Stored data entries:
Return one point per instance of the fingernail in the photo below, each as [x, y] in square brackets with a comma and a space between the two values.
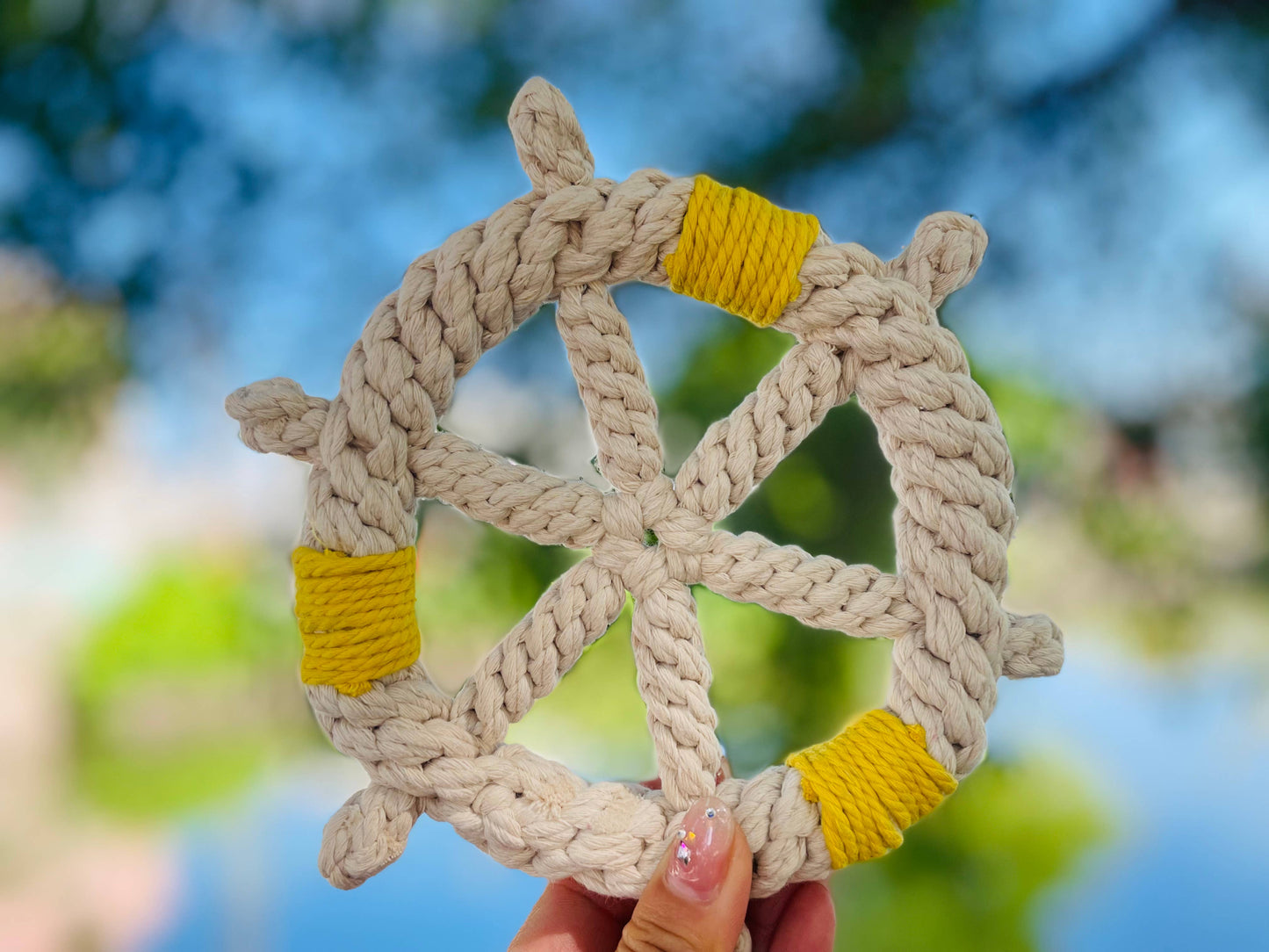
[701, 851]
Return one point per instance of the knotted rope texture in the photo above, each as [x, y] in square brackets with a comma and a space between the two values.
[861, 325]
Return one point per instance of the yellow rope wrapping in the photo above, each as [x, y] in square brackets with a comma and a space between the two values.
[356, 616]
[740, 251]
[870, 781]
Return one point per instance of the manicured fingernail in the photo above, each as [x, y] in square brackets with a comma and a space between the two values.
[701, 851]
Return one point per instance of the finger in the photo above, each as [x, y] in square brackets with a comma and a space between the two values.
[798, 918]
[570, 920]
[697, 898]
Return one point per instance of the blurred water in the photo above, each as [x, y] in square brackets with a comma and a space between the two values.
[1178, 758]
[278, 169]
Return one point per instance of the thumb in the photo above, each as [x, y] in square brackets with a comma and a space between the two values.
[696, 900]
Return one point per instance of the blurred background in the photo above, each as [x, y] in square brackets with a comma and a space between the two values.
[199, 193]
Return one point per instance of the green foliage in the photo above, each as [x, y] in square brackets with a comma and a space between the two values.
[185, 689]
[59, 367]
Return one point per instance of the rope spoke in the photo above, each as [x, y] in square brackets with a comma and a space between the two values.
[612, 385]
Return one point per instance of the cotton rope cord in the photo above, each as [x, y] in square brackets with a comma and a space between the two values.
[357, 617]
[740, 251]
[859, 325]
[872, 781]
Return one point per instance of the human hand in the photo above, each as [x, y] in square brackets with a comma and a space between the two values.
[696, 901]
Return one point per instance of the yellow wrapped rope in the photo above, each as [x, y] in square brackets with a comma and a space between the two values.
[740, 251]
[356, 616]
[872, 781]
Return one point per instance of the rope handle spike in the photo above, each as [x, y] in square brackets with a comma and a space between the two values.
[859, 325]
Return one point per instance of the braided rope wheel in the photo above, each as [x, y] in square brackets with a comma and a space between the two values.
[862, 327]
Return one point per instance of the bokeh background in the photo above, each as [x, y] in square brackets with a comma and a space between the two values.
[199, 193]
...
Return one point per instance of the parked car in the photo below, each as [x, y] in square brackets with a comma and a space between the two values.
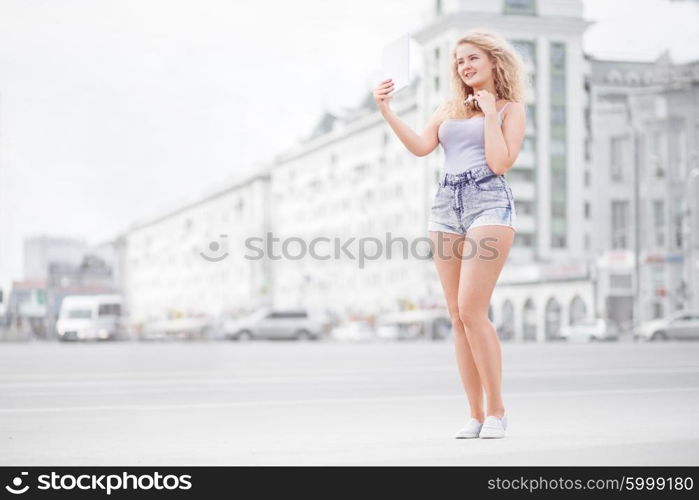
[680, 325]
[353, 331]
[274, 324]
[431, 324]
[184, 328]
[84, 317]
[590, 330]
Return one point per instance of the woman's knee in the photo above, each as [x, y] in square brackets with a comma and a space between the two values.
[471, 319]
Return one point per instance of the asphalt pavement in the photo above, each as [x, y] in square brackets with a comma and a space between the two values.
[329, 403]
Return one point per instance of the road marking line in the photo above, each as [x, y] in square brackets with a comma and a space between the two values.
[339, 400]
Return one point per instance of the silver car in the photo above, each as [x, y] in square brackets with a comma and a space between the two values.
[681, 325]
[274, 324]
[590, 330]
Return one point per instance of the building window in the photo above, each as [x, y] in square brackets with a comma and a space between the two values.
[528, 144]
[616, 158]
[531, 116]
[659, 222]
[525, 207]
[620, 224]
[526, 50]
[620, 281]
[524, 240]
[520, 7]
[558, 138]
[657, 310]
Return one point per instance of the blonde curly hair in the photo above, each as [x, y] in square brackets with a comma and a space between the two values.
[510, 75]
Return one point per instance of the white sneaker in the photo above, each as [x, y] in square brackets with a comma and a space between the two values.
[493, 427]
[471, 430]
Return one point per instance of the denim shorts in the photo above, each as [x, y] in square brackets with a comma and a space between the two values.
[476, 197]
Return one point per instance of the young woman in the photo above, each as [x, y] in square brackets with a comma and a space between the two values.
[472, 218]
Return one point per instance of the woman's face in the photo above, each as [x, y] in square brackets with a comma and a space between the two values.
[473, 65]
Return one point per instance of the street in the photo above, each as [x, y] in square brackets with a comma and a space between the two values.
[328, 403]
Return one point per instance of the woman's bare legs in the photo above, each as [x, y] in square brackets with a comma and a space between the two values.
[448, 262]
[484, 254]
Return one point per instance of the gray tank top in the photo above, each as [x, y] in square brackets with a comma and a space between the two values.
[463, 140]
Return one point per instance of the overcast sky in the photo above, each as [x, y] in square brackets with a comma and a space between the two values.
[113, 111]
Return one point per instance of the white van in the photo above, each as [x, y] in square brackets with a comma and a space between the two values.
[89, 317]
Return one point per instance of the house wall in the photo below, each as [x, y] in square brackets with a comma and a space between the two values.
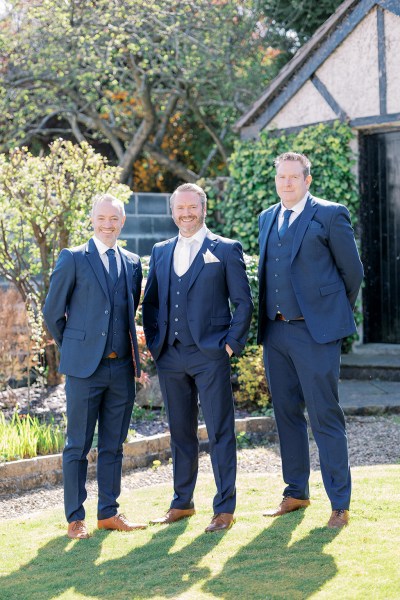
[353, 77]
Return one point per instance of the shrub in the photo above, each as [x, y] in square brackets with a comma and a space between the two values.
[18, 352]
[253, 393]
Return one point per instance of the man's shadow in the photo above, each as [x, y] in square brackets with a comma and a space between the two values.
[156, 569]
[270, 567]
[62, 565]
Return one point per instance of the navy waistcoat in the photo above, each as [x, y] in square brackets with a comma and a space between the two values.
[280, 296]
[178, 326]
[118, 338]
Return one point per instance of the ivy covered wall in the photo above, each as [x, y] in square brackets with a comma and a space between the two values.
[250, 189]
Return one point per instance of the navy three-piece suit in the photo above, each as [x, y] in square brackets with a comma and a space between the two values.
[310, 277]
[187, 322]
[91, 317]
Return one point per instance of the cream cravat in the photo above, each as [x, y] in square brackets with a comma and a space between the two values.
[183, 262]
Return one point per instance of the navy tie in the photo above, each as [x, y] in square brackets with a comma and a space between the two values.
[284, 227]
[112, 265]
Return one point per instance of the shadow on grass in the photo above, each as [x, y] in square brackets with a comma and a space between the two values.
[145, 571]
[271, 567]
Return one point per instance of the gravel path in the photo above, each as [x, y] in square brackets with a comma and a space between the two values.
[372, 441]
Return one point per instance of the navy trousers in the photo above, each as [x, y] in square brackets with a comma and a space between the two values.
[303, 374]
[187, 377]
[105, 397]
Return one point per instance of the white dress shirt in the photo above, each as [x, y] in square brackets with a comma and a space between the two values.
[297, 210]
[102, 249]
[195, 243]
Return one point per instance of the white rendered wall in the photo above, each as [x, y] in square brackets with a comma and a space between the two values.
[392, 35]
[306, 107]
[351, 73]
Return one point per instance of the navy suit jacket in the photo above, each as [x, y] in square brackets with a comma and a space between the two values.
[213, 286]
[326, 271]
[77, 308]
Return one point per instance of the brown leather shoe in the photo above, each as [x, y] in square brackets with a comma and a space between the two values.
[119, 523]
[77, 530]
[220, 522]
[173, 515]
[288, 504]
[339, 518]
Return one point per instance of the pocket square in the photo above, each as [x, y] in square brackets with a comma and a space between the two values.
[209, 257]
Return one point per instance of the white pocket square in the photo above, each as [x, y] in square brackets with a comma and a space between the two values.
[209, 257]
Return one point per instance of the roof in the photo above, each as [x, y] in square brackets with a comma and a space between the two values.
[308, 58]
==
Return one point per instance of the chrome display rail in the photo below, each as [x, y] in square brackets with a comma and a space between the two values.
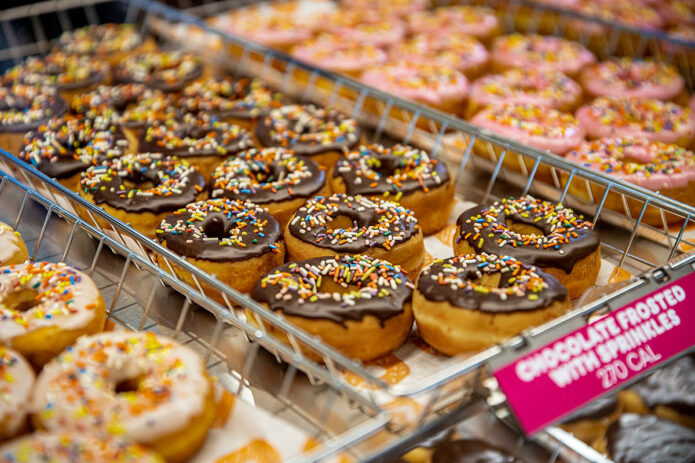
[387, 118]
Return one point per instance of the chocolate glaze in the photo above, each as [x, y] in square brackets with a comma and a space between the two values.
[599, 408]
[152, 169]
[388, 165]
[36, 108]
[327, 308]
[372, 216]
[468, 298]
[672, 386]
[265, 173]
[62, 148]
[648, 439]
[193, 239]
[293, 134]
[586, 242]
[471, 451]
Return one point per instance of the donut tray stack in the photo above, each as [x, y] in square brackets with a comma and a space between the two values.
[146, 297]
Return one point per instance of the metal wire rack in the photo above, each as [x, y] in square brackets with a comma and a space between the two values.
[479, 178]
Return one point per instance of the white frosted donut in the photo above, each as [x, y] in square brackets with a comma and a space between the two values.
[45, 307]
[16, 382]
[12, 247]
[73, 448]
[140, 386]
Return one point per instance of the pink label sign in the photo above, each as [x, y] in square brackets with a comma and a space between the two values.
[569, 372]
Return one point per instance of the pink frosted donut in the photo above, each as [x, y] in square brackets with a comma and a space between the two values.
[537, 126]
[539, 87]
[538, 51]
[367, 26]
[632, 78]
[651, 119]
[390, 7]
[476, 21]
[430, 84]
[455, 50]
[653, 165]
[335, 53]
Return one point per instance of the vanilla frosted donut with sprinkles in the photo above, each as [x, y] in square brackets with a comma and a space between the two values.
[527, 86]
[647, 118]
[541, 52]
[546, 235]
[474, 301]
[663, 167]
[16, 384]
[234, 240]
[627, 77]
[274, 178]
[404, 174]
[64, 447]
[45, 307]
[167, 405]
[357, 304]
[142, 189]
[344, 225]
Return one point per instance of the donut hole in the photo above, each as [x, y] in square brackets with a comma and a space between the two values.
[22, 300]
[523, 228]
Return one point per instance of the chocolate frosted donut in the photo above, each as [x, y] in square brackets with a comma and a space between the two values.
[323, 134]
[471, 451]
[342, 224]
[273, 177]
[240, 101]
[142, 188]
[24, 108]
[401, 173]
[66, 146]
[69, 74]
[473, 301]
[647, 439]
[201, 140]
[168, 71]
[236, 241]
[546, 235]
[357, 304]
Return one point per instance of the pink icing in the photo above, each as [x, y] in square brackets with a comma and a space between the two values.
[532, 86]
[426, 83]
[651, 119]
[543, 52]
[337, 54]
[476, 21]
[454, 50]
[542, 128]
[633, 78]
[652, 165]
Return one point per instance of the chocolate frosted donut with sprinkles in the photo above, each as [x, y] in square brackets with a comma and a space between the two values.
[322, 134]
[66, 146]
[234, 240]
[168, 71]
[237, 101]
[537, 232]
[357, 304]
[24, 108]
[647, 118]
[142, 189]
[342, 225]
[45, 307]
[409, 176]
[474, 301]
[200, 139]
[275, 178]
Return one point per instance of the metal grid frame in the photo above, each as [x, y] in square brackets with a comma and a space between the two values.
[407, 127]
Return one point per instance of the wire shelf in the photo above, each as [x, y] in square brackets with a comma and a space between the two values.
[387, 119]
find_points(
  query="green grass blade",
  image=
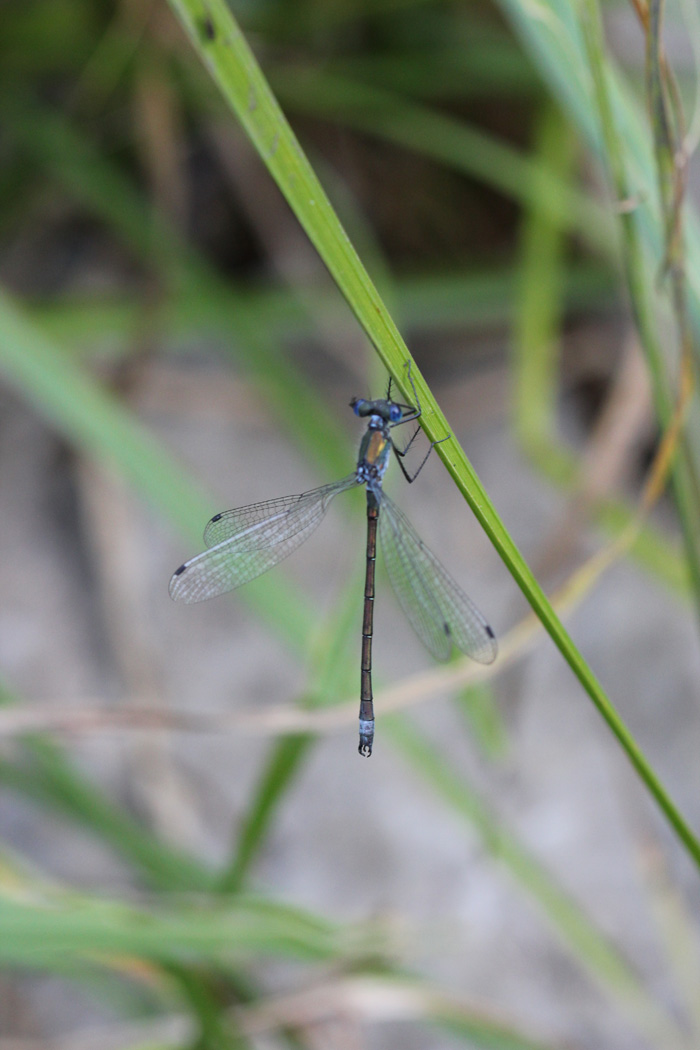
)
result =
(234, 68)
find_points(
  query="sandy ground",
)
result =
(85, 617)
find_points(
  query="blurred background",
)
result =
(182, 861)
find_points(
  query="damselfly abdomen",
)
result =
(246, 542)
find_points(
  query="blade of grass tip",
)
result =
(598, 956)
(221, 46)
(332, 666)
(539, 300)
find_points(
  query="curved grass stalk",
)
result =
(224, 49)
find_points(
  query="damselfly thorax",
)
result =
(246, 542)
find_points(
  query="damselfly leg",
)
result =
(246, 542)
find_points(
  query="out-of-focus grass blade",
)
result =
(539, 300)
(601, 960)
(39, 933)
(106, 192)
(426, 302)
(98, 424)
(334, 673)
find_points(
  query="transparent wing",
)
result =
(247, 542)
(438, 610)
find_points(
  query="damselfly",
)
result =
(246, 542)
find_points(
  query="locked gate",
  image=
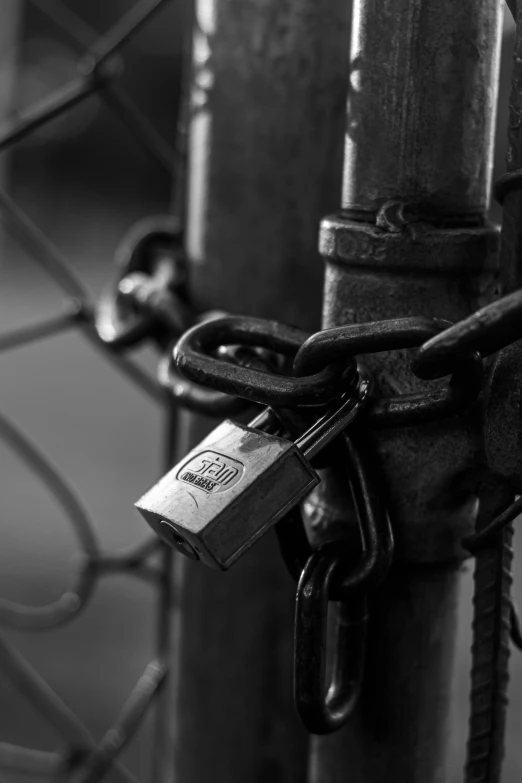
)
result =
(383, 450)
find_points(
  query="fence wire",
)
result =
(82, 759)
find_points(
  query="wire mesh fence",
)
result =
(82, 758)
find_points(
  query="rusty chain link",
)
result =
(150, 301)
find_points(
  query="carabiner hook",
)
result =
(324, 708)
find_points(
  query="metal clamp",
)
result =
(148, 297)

[YOUR ASSIGNMENT]: For each line above that contains "blade", make a copy.

[WRITTEN SOLUTION]:
  query="green grass blade",
  query="blade of grass tip",
  query="out-of-focus grass blade",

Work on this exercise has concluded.